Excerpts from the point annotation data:
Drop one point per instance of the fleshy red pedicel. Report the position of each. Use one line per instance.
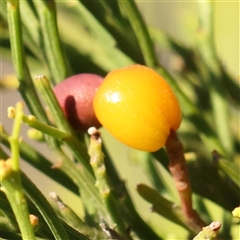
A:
(138, 107)
(75, 96)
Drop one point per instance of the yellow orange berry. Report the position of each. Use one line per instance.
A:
(137, 106)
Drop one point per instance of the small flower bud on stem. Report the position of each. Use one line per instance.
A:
(178, 169)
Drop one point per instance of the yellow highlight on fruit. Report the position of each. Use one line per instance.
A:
(137, 106)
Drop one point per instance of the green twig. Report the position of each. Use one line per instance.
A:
(44, 208)
(44, 128)
(37, 160)
(11, 180)
(26, 87)
(97, 163)
(164, 207)
(209, 232)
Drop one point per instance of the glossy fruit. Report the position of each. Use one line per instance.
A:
(138, 107)
(75, 96)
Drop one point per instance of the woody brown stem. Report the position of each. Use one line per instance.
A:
(178, 168)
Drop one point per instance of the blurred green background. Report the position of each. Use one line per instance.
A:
(180, 20)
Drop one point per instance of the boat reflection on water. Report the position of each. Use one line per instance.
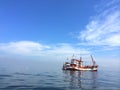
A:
(80, 80)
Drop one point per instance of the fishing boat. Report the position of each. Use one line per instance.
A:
(78, 64)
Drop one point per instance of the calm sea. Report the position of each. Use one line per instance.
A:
(28, 75)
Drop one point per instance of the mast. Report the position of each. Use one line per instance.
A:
(93, 61)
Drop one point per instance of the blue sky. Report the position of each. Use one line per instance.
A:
(60, 28)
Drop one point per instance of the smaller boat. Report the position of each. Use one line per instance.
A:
(77, 64)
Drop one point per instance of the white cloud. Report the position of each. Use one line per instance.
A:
(38, 49)
(104, 28)
(23, 47)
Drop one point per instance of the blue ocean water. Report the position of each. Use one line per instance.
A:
(50, 76)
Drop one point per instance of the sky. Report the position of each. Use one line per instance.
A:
(56, 29)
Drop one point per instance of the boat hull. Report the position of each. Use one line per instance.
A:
(81, 69)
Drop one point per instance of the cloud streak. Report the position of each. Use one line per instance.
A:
(104, 28)
(38, 49)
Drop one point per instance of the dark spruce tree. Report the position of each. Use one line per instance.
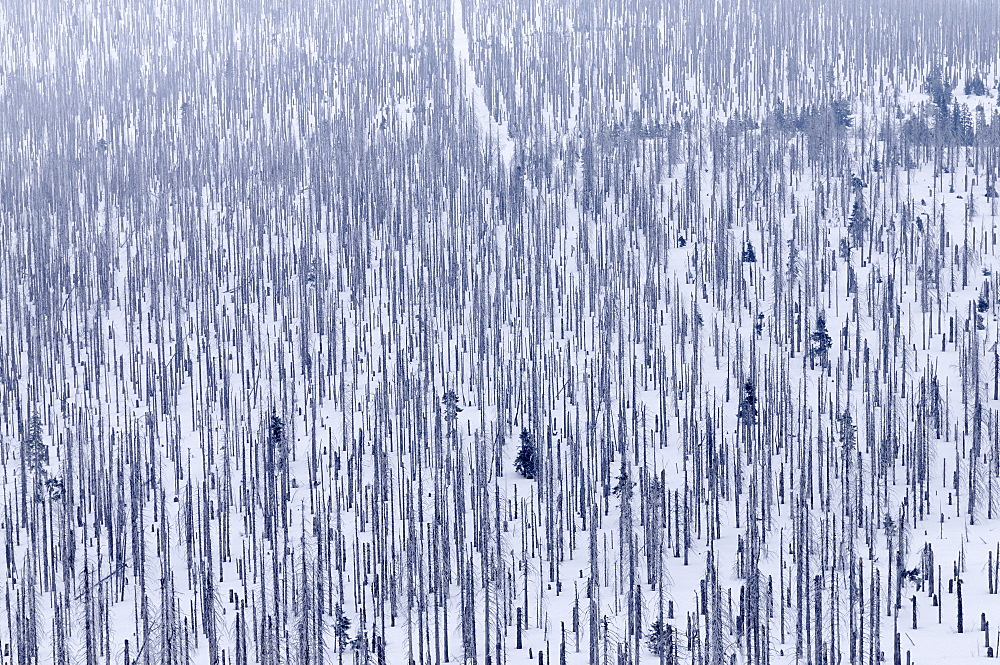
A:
(747, 412)
(451, 409)
(661, 641)
(526, 463)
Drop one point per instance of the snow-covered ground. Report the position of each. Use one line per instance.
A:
(286, 293)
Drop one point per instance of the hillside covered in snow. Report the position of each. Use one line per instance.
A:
(496, 331)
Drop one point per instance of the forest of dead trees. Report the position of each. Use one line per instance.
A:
(500, 332)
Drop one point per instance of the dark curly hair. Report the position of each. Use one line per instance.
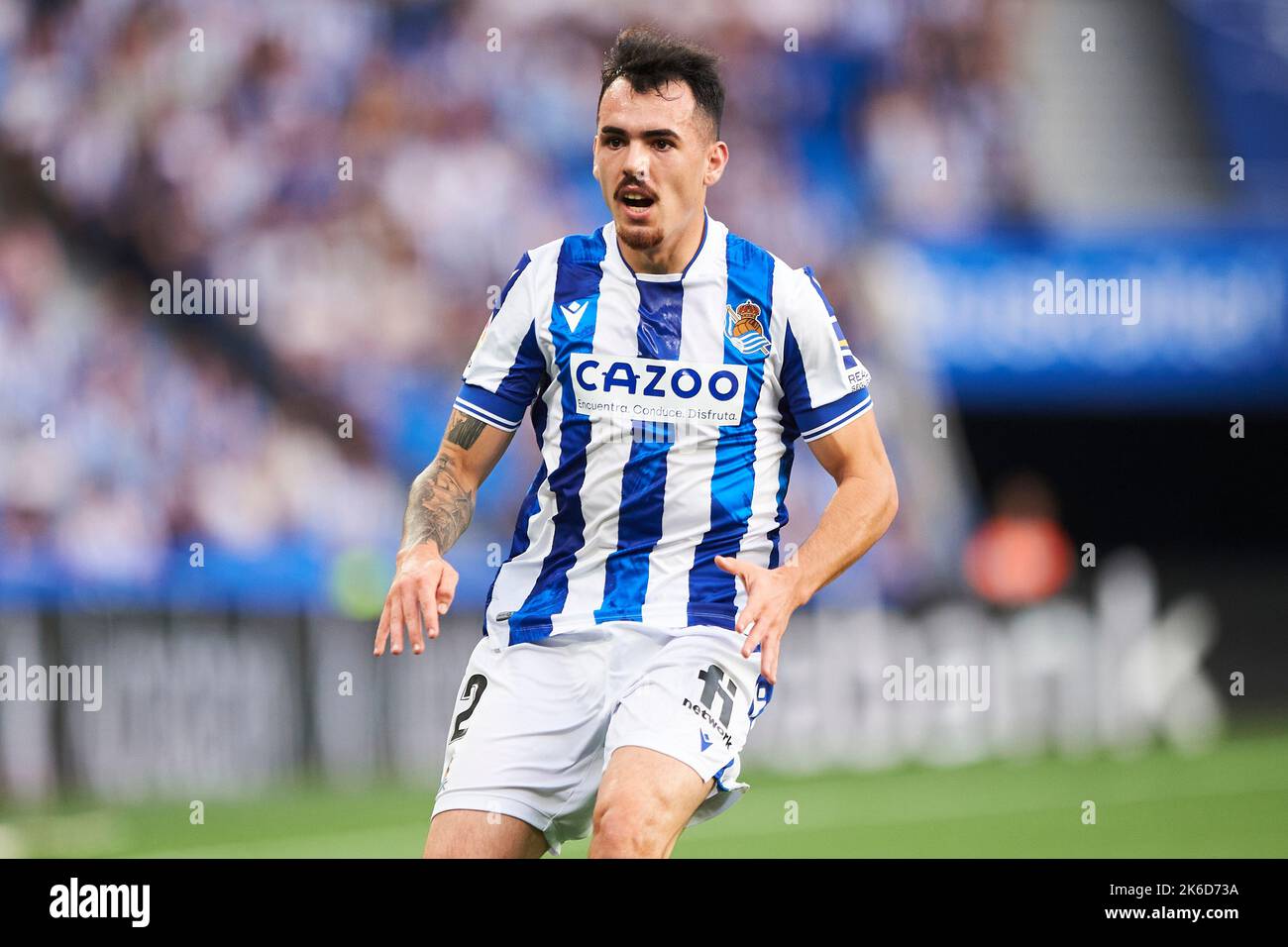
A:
(649, 59)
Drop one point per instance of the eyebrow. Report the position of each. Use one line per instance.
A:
(651, 133)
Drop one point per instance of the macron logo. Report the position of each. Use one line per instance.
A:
(574, 312)
(101, 900)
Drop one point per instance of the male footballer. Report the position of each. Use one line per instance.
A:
(631, 635)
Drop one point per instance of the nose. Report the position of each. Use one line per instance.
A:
(636, 161)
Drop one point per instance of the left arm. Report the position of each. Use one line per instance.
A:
(857, 515)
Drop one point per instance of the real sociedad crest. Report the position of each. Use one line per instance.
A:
(743, 329)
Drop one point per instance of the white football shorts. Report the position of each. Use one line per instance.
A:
(536, 723)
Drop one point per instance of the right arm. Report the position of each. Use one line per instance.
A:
(438, 510)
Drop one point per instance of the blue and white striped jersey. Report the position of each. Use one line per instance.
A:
(666, 410)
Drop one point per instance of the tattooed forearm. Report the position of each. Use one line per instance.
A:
(464, 431)
(439, 506)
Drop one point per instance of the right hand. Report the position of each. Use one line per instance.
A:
(424, 582)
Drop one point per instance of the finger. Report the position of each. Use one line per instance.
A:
(382, 629)
(747, 618)
(755, 637)
(769, 657)
(417, 637)
(447, 589)
(411, 611)
(425, 595)
(395, 625)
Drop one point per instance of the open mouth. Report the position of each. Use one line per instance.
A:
(636, 204)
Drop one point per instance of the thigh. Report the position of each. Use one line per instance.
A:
(524, 741)
(649, 796)
(475, 834)
(695, 702)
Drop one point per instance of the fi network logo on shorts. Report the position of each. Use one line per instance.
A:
(75, 899)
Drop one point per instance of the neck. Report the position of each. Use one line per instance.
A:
(671, 256)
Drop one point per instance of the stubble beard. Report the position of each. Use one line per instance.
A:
(640, 237)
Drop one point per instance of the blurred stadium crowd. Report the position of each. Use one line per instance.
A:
(224, 162)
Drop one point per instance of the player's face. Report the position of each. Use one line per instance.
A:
(655, 158)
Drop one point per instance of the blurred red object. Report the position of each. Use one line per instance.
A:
(1018, 560)
(1020, 554)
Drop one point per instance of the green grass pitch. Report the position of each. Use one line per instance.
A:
(1229, 801)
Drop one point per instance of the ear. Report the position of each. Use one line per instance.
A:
(717, 158)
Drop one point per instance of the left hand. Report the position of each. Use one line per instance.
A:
(772, 596)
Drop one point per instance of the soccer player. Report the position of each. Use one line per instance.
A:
(631, 637)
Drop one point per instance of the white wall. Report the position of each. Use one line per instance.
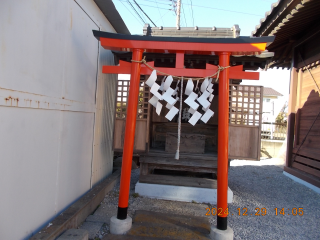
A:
(50, 146)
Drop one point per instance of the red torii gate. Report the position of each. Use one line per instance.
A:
(223, 47)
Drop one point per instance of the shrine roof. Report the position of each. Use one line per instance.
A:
(100, 34)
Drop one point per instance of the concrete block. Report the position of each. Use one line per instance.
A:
(180, 193)
(118, 226)
(74, 234)
(217, 234)
(92, 227)
(99, 219)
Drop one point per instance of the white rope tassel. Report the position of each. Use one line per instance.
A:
(179, 121)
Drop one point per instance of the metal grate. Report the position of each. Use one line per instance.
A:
(122, 98)
(245, 105)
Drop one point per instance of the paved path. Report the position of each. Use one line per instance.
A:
(255, 185)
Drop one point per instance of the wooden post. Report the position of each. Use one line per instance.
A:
(129, 135)
(223, 135)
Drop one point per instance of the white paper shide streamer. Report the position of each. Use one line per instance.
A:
(203, 97)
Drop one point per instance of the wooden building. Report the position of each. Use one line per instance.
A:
(156, 137)
(296, 27)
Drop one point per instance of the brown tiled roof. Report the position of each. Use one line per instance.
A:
(201, 32)
(270, 92)
(287, 20)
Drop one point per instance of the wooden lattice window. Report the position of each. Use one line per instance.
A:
(122, 98)
(245, 105)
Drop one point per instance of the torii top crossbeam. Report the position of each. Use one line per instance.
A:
(223, 47)
(181, 46)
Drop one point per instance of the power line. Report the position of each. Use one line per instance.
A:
(144, 12)
(131, 12)
(219, 9)
(192, 13)
(185, 21)
(136, 11)
(159, 12)
(146, 5)
(163, 15)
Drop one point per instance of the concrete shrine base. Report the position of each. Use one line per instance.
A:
(180, 193)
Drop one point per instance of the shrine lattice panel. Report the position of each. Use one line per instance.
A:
(122, 99)
(245, 105)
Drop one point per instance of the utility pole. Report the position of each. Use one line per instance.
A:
(178, 14)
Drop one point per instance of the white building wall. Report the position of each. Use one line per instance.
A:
(50, 145)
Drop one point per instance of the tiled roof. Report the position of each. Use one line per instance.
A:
(202, 32)
(270, 92)
(288, 21)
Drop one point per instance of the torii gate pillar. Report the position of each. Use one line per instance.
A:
(132, 108)
(223, 136)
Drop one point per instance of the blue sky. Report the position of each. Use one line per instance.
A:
(207, 13)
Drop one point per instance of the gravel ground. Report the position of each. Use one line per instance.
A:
(254, 185)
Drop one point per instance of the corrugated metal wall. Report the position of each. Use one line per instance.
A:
(104, 120)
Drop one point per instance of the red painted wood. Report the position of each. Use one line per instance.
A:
(234, 72)
(223, 134)
(130, 129)
(188, 48)
(180, 59)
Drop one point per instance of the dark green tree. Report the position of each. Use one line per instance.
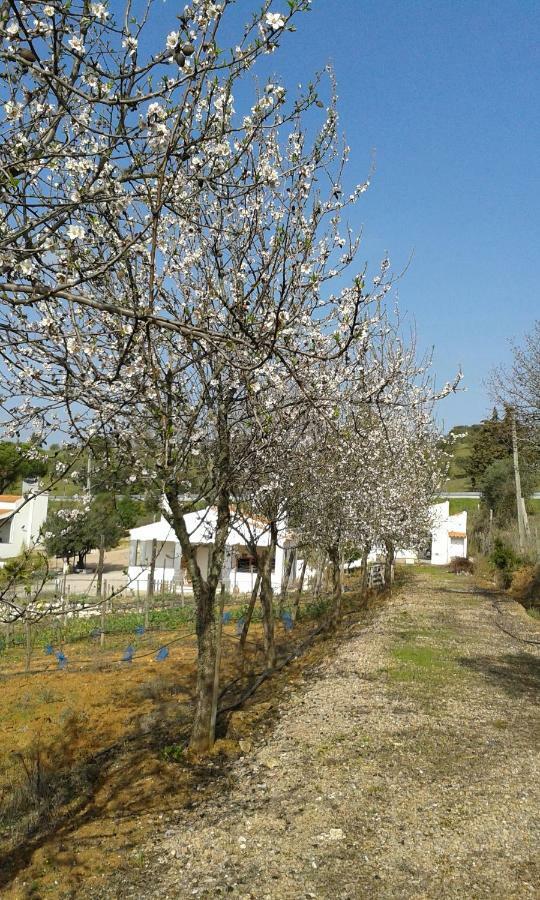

## To do
Reproduce all of the lines above, switching every "Drop" to "Place" and keeping everything else unchanged. Leave the pictures out.

## Exercise answer
Place one point per instance of the fleshy red pedicel. Report the position of each. Use one line per instance.
A:
(138, 107)
(75, 96)
Place one point per instance of the yellow orange berry. Report the position of each. Use one line per instance.
A:
(137, 106)
Place one point per instance of the small flower bud on stem. Report the position of each. Use one line per instance.
A:
(178, 169)
Place one point per instance of the yellow highlight on fruit. Report the position of each. Use one line per instance.
A:
(137, 106)
Place one point per instance of the green twig. Report the position of each. Use one line per instance.
A:
(44, 208)
(44, 128)
(37, 160)
(11, 180)
(26, 87)
(97, 163)
(164, 207)
(209, 232)
Place one point per instance of the glossy fruit. Report the position of each. Use one line per instance.
A:
(138, 107)
(75, 96)
Place one point per instance of the woody brown stem. Report the position of each. Use one line per instance.
A:
(178, 168)
Place one point per instance of the blurred green background. Report the position of each. Use one line per instance.
A:
(180, 20)
Place one point per instance of the boat reflection on water. Report the position of each. Use one line per instance.
A:
(80, 80)
Place one point per instance of the fishing boat. Report the position of each. Use one line per instance.
A:
(78, 64)
Place one point per instance of the calm sea. Report the position of each. Use one line per instance.
A:
(28, 75)
Place one point per instance of the mast. Report the position of each. Use one line per instance.
A:
(93, 61)
Place one point per instance of the blue sky. Report the position of each. Use one line per instance.
A:
(60, 28)
Place one point per instance of the smaller boat. Report the position of each. Use one line per instance.
A:
(77, 64)
Place one point per instance of the white cloud. Report the position of each. Use one line per instance.
A:
(38, 49)
(104, 28)
(23, 47)
Place one point per instance of the blue ocean water. Report the position of each. Use one line per instance.
A:
(50, 76)
Place one point per instance of the sky. Report the position of each. Use one line per instance.
A:
(56, 29)
Place one point per instance of the boat hull. Report the position of each. Use one line per instance.
A:
(81, 69)
Place one point per instance of the cloud streak. Report the position of each. Use one line per instance.
A:
(104, 28)
(38, 49)
Place one point per instance of the dark spruce tree. Report the position of each. Use one line per instance.
A:
(747, 412)
(451, 409)
(661, 641)
(526, 463)
Place one point per instance of the snow-covered ground. Report the position of each. Use one line per instance.
A:
(286, 293)
Place one point per instance of the hillside covered in snow. Report the position of each. Use one line per instance.
A:
(496, 331)
Place one point per instance of the forest of dead trees. Report the position of each. Use one line per instance.
A:
(500, 332)
Place one point per instance of the dark curly hair. Report the position of each. Use one line per instance.
A:
(649, 59)
Place one point per instance of the eyebrow. Report the position of each. Use one line per instance.
A:
(651, 133)
Place one point per instance of the macron logo. Report the position of each. Use one line per instance.
A:
(574, 312)
(101, 900)
Place one point per instance of the male footballer. Report the position of each. Use one line per instance.
A:
(631, 635)
Place one point per instance of the nose. Report the position of each. Use one line per instance.
A:
(636, 161)
Place one point per instance of the left arm. Report the position of each. Use one line per instance.
A:
(857, 515)
Place one point per instance of the real sociedad crest. Report the position of each. Use one line per instance.
A:
(743, 329)
Place one point per instance of the white football shorts. Report the position of each. Use one line per instance.
A:
(536, 723)
Place one point per instance of the right arm. Report the position of each. Use one line per instance.
A:
(438, 510)
Place one point per instance of the blue and white striped jersey. Report the position of each. Use one line per instance.
A:
(666, 410)
Place one point per instance of the tattooed forearm. Report the position of each. Use one line per instance.
A:
(464, 431)
(439, 506)
Place one point per instance of the right hand. Report the position of each. Use one line per instance.
A:
(424, 582)
Place one point per instance of the finger. Report the position of each. Use one line per instance.
A:
(382, 629)
(747, 618)
(755, 637)
(769, 657)
(417, 637)
(447, 589)
(411, 611)
(425, 595)
(395, 625)
Place one point per instance of the open mouth. Report the position of each. Use one line per instance.
A:
(636, 204)
Place one point per instance of the thigh. Report the position of each. Use one line per instance.
A:
(524, 741)
(649, 796)
(475, 834)
(695, 702)
Place one point per instance of the fi network logo on shorts. Report the position of each. Use one line per instance.
A:
(75, 899)
Place one point per instance of the neck. Report the position of each. Use one line per instance.
A:
(671, 256)
Place one point per instance of the stubble beard. Report the position of each. Use one line per instance.
A:
(640, 237)
Place one point per instance of the blurred stadium crowd. Report the position of each. Use one line per instance.
A:
(224, 162)
Place one point per instance of the player's face. Report the position of each. Use one line per instance.
A:
(655, 158)
Place one point per instance of the blurred red object. Report the position of each. Use one line per instance.
A:
(1018, 560)
(1020, 554)
Place one point per instance of the green grass pitch. Report the position of each. Use one line per instance.
A:
(1229, 801)
Place one point per instance of the ear. Report the position of each. Use one line per instance.
A:
(717, 158)
Place one point per instance of the left hand. Report the position of each. Use one line per instance.
A:
(772, 596)
Place one point per instance of the soccer player. Report the position of each. Use one line per instance.
A:
(631, 637)
Place one point per instance of the white wall. Report the position of each. Use one line per instance.
A:
(50, 146)
Place one point per instance of the red torii gate. Report the position of each. Use one line per instance.
A:
(223, 47)
Place one point per instance of the shrine roof. Report the position of each. Use one line per instance.
A:
(100, 34)
Place one point per instance of the concrete block. Report the position of each. Use one line per instance.
A:
(180, 193)
(118, 226)
(74, 234)
(217, 234)
(92, 227)
(99, 219)
Place one point per instance of the white rope tassel. Report the position of each. Use one line per instance.
A:
(179, 121)
Place one point per instance of the metal grate. Report the position of each. Use one line per instance.
A:
(122, 98)
(245, 105)
Place one point per instance of the paved path. Report the position of each. Use one line per instance.
A:
(255, 185)
Place one point per instance of the wooden post. Report the position of each. Use one line per instance.
A:
(129, 135)
(223, 135)
Place one point per instance of the white paper shide streamer. Report the position of each. Use one line per instance.
A:
(203, 97)
Place one point per instance of the wooden building. Report the position of each. Use one line per instance.
A:
(156, 137)
(296, 27)
Place one point per instance of the brown tiled roof. Report the position of each. Use one line per instance.
A:
(201, 32)
(270, 92)
(287, 20)
Place one point per instance of the wooden lattice window. Report the position of each. Use one line per instance.
A:
(122, 98)
(245, 105)
Place one point per instance of the torii top crossbeam. Report the position of each. Use one line per instance.
A:
(223, 47)
(181, 46)
Place one point per instance of the power line. Report the position of each. Use one line per instance.
A:
(144, 12)
(131, 12)
(219, 9)
(192, 13)
(185, 21)
(136, 11)
(159, 12)
(146, 5)
(163, 15)
Place one point per instance of the concrete shrine base. Report the position of each. Use one line per instance.
A:
(180, 193)
Place one point per instance of the shrine lattice panel. Report the position of each. Use one line per instance.
A:
(122, 99)
(245, 105)
Place one point per instance of the utility pole. Report the position of each. Use one line per instance.
A:
(178, 14)
Place one point per instance of the white building wall. Report the position of each. Use one line per instance.
A:
(50, 145)
Place one point per instance of the tiled roof. Report the position of each. Use one line per instance.
A:
(202, 32)
(270, 92)
(288, 21)
Place one point per instance of the torii gate pillar. Report the position of each. Use one line per instance.
A:
(132, 108)
(223, 136)
Place one point per instance of the blue sky. Report the position of each. Use one line per instance.
A:
(207, 13)
Place one point per instance of the gravel ground. Report the position of each. Use one line per instance.
A:
(254, 185)
Place one point per instance of the corrugated metal wall. Report the position of each. Use one line per instance.
A:
(104, 120)
Place one point per instance of the red painted wood. Report the position of each. Use one line per instance.
A:
(234, 72)
(223, 134)
(130, 129)
(188, 48)
(180, 59)
Place one point per instance of the dark green tree. Report the position of each. Use one line per instance.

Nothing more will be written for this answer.